# Exercise task:
Convert the listing, from the line containing "task: trace the outline of the cemetery" through its last line, into a JSON array of strings with one string per line and no blank lines.

[A data block]

# # # # # # #

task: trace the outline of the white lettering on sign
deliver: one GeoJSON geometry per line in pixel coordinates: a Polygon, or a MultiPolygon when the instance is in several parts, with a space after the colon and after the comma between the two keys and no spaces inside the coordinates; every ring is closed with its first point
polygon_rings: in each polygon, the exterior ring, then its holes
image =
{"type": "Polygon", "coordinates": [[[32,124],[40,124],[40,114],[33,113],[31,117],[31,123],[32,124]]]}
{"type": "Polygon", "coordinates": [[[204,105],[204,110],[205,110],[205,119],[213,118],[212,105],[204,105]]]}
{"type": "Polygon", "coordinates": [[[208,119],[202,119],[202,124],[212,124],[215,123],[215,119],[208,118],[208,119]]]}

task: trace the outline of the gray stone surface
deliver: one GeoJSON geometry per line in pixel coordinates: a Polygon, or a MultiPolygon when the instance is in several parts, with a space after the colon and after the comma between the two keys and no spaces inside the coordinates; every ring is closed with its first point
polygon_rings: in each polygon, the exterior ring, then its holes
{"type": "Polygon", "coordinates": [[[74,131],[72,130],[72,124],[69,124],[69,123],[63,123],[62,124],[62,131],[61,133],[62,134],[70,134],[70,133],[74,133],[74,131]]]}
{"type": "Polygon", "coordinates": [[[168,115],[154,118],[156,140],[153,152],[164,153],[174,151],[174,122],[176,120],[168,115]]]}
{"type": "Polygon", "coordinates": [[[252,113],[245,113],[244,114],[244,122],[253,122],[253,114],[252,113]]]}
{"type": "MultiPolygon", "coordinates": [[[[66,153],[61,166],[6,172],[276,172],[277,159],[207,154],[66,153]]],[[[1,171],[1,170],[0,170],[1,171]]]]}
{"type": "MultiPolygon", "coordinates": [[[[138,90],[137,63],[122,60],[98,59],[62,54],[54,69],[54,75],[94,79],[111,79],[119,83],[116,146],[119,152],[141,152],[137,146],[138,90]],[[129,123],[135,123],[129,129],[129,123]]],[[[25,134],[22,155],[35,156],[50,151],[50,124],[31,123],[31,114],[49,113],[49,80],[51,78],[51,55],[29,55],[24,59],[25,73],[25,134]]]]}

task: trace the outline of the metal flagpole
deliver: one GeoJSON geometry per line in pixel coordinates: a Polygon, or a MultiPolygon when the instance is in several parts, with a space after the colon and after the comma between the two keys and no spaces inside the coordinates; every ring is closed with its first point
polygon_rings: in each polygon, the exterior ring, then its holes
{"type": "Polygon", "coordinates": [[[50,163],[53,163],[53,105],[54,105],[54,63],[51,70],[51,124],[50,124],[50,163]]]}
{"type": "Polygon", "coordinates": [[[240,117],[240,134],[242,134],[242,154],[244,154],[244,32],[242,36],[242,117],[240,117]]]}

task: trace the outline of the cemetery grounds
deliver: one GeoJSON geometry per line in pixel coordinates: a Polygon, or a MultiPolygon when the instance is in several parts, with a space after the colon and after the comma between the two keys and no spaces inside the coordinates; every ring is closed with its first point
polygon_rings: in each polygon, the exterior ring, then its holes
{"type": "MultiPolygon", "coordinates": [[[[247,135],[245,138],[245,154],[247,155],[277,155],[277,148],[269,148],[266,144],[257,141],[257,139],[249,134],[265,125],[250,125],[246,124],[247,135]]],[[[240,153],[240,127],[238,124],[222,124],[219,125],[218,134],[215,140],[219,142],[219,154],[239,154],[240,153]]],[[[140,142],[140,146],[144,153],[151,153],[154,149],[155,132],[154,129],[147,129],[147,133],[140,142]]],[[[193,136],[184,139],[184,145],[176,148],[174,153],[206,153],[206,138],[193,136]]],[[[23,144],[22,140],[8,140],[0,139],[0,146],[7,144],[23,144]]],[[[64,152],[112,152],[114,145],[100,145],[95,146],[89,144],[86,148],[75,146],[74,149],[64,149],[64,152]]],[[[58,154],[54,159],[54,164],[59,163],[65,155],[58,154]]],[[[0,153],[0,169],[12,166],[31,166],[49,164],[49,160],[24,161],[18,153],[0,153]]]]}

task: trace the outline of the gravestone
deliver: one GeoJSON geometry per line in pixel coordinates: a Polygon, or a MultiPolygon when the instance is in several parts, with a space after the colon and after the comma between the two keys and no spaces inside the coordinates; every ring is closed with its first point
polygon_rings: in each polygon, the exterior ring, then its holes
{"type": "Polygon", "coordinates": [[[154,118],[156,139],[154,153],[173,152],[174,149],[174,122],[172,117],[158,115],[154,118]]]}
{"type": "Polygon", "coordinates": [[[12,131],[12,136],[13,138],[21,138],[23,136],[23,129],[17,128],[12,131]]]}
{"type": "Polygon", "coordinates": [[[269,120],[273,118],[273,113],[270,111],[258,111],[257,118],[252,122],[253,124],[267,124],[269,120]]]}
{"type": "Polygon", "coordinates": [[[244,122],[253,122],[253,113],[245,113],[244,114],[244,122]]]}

# # # # # # #

# Result of this exercise:
[
  "task: trace the outline of the cemetery grounds",
  "deliver: one GeoJSON geometry per line in pixel coordinates: a Polygon, or a MultiPolygon when the instance is in several parts, with a space after the colon and after the comma between the two keys and no spaces inside the coordinates; every ring is closed with its first point",
  "polygon_rings: in each polygon, the exterior ring, then its holes",
  "{\"type\": \"MultiPolygon\", \"coordinates\": [[[[247,135],[245,138],[245,154],[247,155],[277,155],[277,148],[269,148],[266,144],[257,141],[257,139],[249,134],[265,125],[250,125],[246,124],[247,135]]],[[[240,153],[240,127],[238,124],[222,124],[219,125],[218,134],[215,140],[219,142],[219,154],[239,154],[240,153]]],[[[140,142],[140,146],[144,153],[151,153],[154,149],[155,132],[154,129],[147,129],[147,133],[140,142]]],[[[193,136],[184,139],[184,145],[176,148],[174,153],[206,153],[206,138],[193,136]]],[[[23,144],[22,140],[8,140],[0,139],[0,146],[7,144],[23,144]]],[[[64,152],[112,152],[114,145],[100,145],[95,146],[89,144],[86,148],[75,146],[74,149],[64,149],[64,152]]],[[[58,154],[54,159],[54,164],[59,163],[65,155],[58,154]]],[[[0,153],[0,169],[12,166],[31,166],[49,164],[49,160],[24,161],[18,153],[0,153]]]]}",
  "task: trace the outline of the gravestone",
  "deliver: one GeoJSON geometry per line in pixel coordinates: a Polygon, or a MultiPolygon when the instance is in several parts, with a space after the colon and after the comma between the two keys and no spaces inside the coordinates; every ring is closed with its first point",
  "polygon_rings: in each polygon, the exterior ring, then its holes",
  "{\"type\": \"Polygon\", \"coordinates\": [[[154,118],[156,139],[154,153],[173,152],[174,149],[174,122],[172,117],[158,115],[154,118]]]}",
  "{\"type\": \"Polygon\", \"coordinates\": [[[12,131],[12,136],[13,138],[21,138],[23,136],[23,129],[17,128],[12,131]]]}",
  "{\"type\": \"Polygon\", \"coordinates\": [[[269,120],[273,118],[273,113],[270,111],[258,111],[257,118],[252,122],[253,124],[267,124],[269,120]]]}",
  "{\"type\": \"Polygon\", \"coordinates\": [[[244,122],[253,122],[253,113],[245,113],[244,114],[244,122]]]}"
]